**Problem requirements**
Could you reproduce all of these records exactly?

Stored entries:

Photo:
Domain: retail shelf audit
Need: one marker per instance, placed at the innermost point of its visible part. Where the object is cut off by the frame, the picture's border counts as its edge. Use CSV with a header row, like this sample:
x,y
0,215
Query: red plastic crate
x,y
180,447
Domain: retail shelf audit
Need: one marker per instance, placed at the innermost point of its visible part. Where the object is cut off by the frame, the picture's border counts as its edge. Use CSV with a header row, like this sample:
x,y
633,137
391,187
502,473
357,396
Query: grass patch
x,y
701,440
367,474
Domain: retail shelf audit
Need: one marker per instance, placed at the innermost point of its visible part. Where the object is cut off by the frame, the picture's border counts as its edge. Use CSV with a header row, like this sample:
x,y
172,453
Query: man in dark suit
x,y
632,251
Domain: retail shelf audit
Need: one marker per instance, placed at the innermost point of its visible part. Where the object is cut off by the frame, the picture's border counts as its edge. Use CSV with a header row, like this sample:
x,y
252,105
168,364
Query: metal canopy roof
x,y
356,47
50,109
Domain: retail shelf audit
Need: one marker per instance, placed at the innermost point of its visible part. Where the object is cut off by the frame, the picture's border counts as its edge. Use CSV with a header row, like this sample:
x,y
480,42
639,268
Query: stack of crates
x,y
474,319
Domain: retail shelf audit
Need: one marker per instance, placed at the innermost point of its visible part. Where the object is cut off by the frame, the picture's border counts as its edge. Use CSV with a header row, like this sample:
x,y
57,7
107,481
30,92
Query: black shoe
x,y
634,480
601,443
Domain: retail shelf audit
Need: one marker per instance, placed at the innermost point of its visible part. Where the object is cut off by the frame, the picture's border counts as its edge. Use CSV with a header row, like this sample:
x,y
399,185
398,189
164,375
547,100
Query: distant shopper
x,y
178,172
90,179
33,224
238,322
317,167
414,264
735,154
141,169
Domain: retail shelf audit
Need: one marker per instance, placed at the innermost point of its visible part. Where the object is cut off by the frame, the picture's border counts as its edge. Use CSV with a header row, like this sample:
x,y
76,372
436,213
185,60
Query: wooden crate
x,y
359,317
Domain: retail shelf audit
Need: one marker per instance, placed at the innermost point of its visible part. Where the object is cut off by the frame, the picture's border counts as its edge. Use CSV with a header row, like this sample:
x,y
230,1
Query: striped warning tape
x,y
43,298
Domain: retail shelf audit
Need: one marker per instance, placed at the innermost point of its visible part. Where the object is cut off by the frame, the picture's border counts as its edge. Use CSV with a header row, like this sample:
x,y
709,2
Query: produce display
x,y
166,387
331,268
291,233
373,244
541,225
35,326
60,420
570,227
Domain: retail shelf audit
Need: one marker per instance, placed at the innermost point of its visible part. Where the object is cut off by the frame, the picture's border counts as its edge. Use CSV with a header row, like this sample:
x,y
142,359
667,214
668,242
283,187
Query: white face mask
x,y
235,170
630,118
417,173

**Answer section**
Photo:
Domain: retail shelf audit
Need: one marker per instance, placed at the innermost point of its visible part. Where the object is cut off by the frame, the picture's border counts as its edge. Use CSV with a header row, like this sample:
x,y
0,215
Query: red plastic crate
x,y
180,447
Domain: retail shelf audit
Need: one marker per instance, placed at the innermost point of its visible part. Where the object is cut off by the frame, the picture's border counts as its edge. Use CSV with a header row, like this sample:
x,y
633,137
391,187
502,473
357,396
Query: grass patch
x,y
701,440
367,474
Domain: retail shelf audit
Need: one marker per instance, placed at the innermost point of its visible part. Where the object is cut off by the frame, the picture's border counts as its edge. Use CSV with a header row, like this sample:
x,y
172,453
Query: man in dark suit
x,y
632,251
Domain: retail shelf audit
Need: one marker per instance, placed at the innermost point of its visible part. Where the object is cut off by the frame, the picture's border counts as its edge. Use CSV with a header row, like this sample:
x,y
252,105
168,364
Query: metal canopy roof
x,y
356,47
50,109
Domain: retail shelf audit
Need: one marker per instance, placed at the innermost point of its visible part. Where the object is cut off by the frame, the picture's border counts as its edge. Use CSV with a header row, like this sample:
x,y
480,42
639,268
Query: stack of crates
x,y
474,319
Domain: retail shelf audit
Need: one marker per instance, placed at the innermost point of its visible part. Where the object is cut off by the frame, the picture's border counts as its edge. Use CSV with a header row, like this sample:
x,y
57,7
107,481
30,92
Query: black shoe
x,y
634,480
601,443
Domain: retail shelf audit
Need: one marker per instance, placed at the innermost point of its visible part. Where the object is cut off by the frame, the picture's border counts as its edge. Use CSV with a header row, like this sample:
x,y
399,185
398,189
164,375
547,100
Query: distant shopper
x,y
178,172
90,179
33,224
238,322
317,167
414,264
735,154
141,169
Domain: retail shelf audit
Need: one marker per instance, placed at the innermost point of its visible part. Where the object is cut off by the frame, the picture's border counts as its edge. Use CSV with a header row, like this sample:
x,y
76,372
436,213
185,60
Query: wooden crate
x,y
359,317
Domain: retail shelf audit
Need: one marker per instance, placed at the innermost point of its visible part. Where the object is cut off by the frame, the picture's border counts as its edge. Use CSV with a header row, like this sample:
x,y
230,1
Query: striped warning tape
x,y
43,298
Domain: retail shelf audit
Need: one marker per instance, placed at the innermost point of its visible part. Where the object is cut off by the frame, the picture's border counts as its edge. Use CSV with a header row, like this sample:
x,y
709,2
Query: produce display
x,y
166,387
331,268
291,233
373,244
541,225
35,326
60,420
570,227
Domain: retail shelf audit
Need: one marker per instance, placed at the innermost point of its visible part. Where the object is cut off by the frame, the picture's border counts as its edge. Use CSV with a header row, like this sample:
x,y
142,359
667,214
668,242
283,187
Query: white face mask
x,y
235,170
630,118
417,173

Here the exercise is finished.